→ TRABAJO A REALIZAR: Según el texto de lectura, ¿qué personas aparecen nombradas con respuestas en la encuesta sobre el significado de lo mágico en el mundo contemporáneo? Escribe todos sus nombres.

El volumen que ahora publica Atalanta (45 euros) recoge aquella última edición de lo que sin duda constituye la historia del arte que interesaba a los surrealistas, desde El Bosco o Arcimboldo hasta Duchamp o Max Ernst, pasando por el arte prehistórico y “primitivo” o el de los alquimistas: el que importa a Breton es el arte que “reengendra de algún modo la magia que lo ha engendrado”. El estupendo volumen, con más de 200 ilustraciones, se completa con una encuesta acerca del significado de lo mágico en el mundo contemporáneo que reúne las respuestas de personajes como Magritte, Paz, Bataille, Lévi-Strauss, Carrington, Péret o Heidegger. En cuanto a Nadja (en bolsillo en Cátedra), la estremecedora novela autobiográfica de Breton, Gallimard acaba de publicar en su serie de beaux livres navideños una espléndida edición facsímil — con las correcciones de estilo que el propio autor realizó para la edición de 1963— al precio de 150 euros. Ya estoy ahorrando.
2. Walser
Tal vez aquella mañana del día de Navidad de 1956, cuando el interno Robert Walser salió del sanatorio de Herisau para su paseo matinal —su mirada alrededor, la nieve, las ramas de los arbustos heladas— llevaba alguna música en la cabeza. Una cancioncilla, el fragmento de una sonata, algo de Mozart, su compositor favorito (“Nunca / se nos escapará convertido en sonoridad pura / el brillo de su ser”). Me consuela imaginar que murió, allí en su lecho de nieve, cansado de su lento caminar, escuchando en su mente algo que le agradase. No era de esos escritores musicólogos —ahí tienen a Thomas Mann, que se pasó meses estudiando composición y empapándose de biografías de músicos para poder crear al Adrian Leverkühn de Doktor Faustus (1947)—, sino, a lo sumo, un aficionado al que no le interesaba demasiado “saber” de música, sino vivirla en su humilde vida cotidiana.

[Datos guardados]
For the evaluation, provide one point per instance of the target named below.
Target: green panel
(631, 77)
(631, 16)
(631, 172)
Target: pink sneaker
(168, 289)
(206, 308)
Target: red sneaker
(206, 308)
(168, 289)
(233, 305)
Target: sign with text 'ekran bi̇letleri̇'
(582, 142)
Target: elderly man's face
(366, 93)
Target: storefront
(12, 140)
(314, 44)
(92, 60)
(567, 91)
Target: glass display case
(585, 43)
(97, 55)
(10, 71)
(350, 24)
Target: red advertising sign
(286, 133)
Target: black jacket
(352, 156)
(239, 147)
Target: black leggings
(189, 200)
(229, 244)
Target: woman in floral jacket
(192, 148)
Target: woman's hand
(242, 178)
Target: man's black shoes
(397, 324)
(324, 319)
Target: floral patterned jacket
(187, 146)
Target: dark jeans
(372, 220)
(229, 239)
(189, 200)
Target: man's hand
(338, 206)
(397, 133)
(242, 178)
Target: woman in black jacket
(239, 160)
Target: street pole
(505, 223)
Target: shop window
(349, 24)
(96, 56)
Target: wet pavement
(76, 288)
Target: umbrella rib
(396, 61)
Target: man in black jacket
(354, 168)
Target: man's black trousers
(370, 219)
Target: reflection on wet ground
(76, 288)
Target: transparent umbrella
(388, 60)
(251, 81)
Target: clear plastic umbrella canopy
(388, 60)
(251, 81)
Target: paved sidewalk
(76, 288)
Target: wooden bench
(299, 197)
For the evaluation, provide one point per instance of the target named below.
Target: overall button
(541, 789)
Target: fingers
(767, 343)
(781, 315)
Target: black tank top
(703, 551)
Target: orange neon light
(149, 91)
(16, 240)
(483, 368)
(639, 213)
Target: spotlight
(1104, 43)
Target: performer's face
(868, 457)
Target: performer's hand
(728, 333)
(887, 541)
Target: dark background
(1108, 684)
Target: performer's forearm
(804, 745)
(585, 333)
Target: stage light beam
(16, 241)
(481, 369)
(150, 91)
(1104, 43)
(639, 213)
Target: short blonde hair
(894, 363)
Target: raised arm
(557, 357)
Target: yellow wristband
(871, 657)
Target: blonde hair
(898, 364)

→ SOLUCIÓN DEL EJERCICIO: Magritte, Paz, Bataille, Lévi-Strauss, Carrington, Péret y Heidegger.